*** Begin section ***

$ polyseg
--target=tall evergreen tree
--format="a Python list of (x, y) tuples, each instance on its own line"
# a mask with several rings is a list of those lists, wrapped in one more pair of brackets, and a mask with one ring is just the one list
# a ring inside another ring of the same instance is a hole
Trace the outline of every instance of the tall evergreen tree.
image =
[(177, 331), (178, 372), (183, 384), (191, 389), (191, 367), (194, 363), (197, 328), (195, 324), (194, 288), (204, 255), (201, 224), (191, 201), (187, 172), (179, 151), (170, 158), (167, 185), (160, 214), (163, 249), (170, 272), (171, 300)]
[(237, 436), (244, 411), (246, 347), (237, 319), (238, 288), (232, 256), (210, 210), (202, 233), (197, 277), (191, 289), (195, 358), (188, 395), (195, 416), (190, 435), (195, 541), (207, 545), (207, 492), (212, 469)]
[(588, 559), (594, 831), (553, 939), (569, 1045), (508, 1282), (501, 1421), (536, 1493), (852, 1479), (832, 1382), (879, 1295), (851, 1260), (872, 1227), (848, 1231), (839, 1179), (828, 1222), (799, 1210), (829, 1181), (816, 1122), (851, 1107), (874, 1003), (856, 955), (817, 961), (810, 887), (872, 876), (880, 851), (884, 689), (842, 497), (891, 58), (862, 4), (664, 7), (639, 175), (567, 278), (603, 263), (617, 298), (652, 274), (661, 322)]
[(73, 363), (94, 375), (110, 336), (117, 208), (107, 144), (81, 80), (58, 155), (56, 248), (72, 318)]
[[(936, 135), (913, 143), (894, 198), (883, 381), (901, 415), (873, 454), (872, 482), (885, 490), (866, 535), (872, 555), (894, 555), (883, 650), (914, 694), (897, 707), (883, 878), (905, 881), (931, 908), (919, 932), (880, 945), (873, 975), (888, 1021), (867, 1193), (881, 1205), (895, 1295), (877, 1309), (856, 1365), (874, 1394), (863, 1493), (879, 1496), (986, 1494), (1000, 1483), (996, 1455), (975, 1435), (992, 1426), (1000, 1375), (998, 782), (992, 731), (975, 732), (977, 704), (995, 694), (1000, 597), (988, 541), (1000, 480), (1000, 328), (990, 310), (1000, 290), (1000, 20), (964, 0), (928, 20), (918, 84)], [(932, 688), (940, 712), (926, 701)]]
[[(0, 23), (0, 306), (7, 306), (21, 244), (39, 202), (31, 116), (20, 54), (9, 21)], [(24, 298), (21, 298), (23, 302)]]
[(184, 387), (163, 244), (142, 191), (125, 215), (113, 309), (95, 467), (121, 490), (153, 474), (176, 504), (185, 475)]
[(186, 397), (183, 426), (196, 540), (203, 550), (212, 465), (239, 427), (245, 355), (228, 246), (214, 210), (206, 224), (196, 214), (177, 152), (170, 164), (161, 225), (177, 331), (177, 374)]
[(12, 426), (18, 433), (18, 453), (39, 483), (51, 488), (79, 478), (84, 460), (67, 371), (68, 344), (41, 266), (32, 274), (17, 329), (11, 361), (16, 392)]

*** End section ***

▸ **Problem requirements**
Each of the records should be written out again, exactly as it reads.

▸ **Response area**
$ polyseg
--target=tall evergreen tree
--format="a Python list of (x, y) tuples, each instance on its own line"
# a mask with several rings is a list of those lists, wrapped in one more pair of brackets, and a mask with one ring is just the one list
# a ring inside another ring of the same instance is a hole
Trace the outline of every instance of the tall evergreen tree.
image =
[(177, 331), (178, 372), (183, 384), (191, 389), (191, 367), (194, 363), (197, 328), (195, 324), (194, 288), (204, 255), (201, 224), (191, 201), (187, 172), (179, 151), (170, 158), (167, 185), (160, 214), (163, 249), (170, 272), (171, 300)]
[(237, 436), (244, 411), (246, 347), (237, 319), (238, 288), (232, 256), (210, 210), (202, 233), (197, 277), (191, 289), (195, 358), (188, 395), (195, 416), (190, 435), (195, 541), (207, 545), (207, 492), (212, 469)]
[(588, 559), (594, 831), (553, 939), (569, 1045), (508, 1282), (501, 1421), (536, 1493), (852, 1479), (832, 1382), (879, 1295), (851, 1260), (872, 1227), (848, 1231), (839, 1179), (828, 1222), (799, 1210), (829, 1181), (816, 1122), (851, 1107), (874, 1003), (856, 955), (817, 961), (810, 887), (872, 876), (880, 851), (884, 689), (842, 497), (891, 58), (862, 4), (664, 7), (639, 175), (567, 278), (603, 263), (617, 298), (652, 274), (661, 322)]
[(73, 363), (94, 375), (110, 336), (117, 208), (107, 144), (81, 80), (58, 155), (56, 248), (72, 318)]
[[(936, 135), (913, 143), (894, 198), (883, 381), (901, 415), (873, 454), (872, 482), (885, 490), (866, 535), (872, 555), (894, 555), (883, 650), (914, 694), (897, 707), (883, 878), (905, 881), (931, 908), (919, 932), (880, 945), (873, 975), (888, 1021), (867, 1193), (881, 1205), (895, 1295), (877, 1309), (856, 1365), (874, 1394), (863, 1493), (879, 1496), (986, 1494), (1000, 1483), (996, 1455), (975, 1435), (992, 1426), (1000, 1375), (998, 782), (992, 731), (975, 732), (977, 704), (995, 694), (1000, 597), (988, 541), (1000, 480), (1000, 328), (990, 310), (1000, 290), (1000, 20), (964, 0), (928, 20), (918, 84)], [(932, 688), (940, 712), (926, 701)]]
[[(0, 23), (0, 306), (7, 306), (21, 244), (39, 202), (31, 116), (20, 54), (9, 21)], [(24, 298), (21, 298), (23, 302)]]
[(184, 387), (163, 244), (142, 191), (125, 215), (113, 309), (95, 467), (121, 490), (153, 474), (176, 504), (185, 475)]
[(186, 397), (183, 426), (196, 540), (203, 550), (212, 465), (239, 427), (245, 355), (228, 246), (214, 210), (206, 224), (196, 214), (177, 152), (170, 164), (161, 225), (177, 331), (177, 374)]
[(12, 426), (18, 433), (18, 453), (39, 483), (51, 488), (79, 478), (84, 460), (67, 371), (68, 344), (41, 266), (32, 274), (17, 329), (11, 361), (16, 392)]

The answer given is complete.